> **GIVEN TASK**: Rewrite every line of the material from the line containing "Where can the banana cluster" through the end of the material, both ends included. Keep the lines that ask for locations unchanged, and multiply each x and y coordinate in the answer points by 0.4, rounding to the nearest whole number with halves rounded up.
• • • • •
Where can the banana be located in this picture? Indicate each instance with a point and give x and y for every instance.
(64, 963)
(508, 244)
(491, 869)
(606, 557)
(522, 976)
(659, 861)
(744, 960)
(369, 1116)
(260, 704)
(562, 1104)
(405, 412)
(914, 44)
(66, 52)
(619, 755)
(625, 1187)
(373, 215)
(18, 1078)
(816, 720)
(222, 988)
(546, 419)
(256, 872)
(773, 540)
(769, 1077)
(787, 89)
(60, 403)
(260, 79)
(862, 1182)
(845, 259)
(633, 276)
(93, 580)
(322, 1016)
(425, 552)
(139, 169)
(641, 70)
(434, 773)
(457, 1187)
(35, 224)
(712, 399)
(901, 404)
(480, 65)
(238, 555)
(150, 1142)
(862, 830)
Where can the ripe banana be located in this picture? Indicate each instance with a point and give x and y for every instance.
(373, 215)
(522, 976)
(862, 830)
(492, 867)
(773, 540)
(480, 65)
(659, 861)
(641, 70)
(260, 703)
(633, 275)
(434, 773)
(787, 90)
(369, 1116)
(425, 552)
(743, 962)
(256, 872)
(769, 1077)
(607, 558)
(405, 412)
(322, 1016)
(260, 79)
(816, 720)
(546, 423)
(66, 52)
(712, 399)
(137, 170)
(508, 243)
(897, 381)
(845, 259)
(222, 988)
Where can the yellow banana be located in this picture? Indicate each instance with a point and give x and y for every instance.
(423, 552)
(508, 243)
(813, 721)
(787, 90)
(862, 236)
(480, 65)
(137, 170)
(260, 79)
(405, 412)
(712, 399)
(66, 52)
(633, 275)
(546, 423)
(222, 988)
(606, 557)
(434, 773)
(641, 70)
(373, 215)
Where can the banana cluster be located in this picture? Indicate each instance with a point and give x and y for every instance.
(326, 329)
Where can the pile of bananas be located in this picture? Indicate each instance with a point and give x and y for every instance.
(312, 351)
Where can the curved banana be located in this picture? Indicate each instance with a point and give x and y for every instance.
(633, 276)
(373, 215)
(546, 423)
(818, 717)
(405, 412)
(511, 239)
• • • • •
> **THE COMPLETED TASK**:
Where can the banana cluster be located in this picture? Indicate each instance with a point and give x and y for every instance.
(130, 132)
Where can the pile of bananas be located in this picture? Indicate each instance with a point and give x and y for every instance.
(125, 140)
Where can the curved banana be located in this picture? Indicate each instance with a point and give x and y for every instance.
(253, 110)
(149, 86)
(218, 169)
(327, 287)
(162, 165)
(204, 96)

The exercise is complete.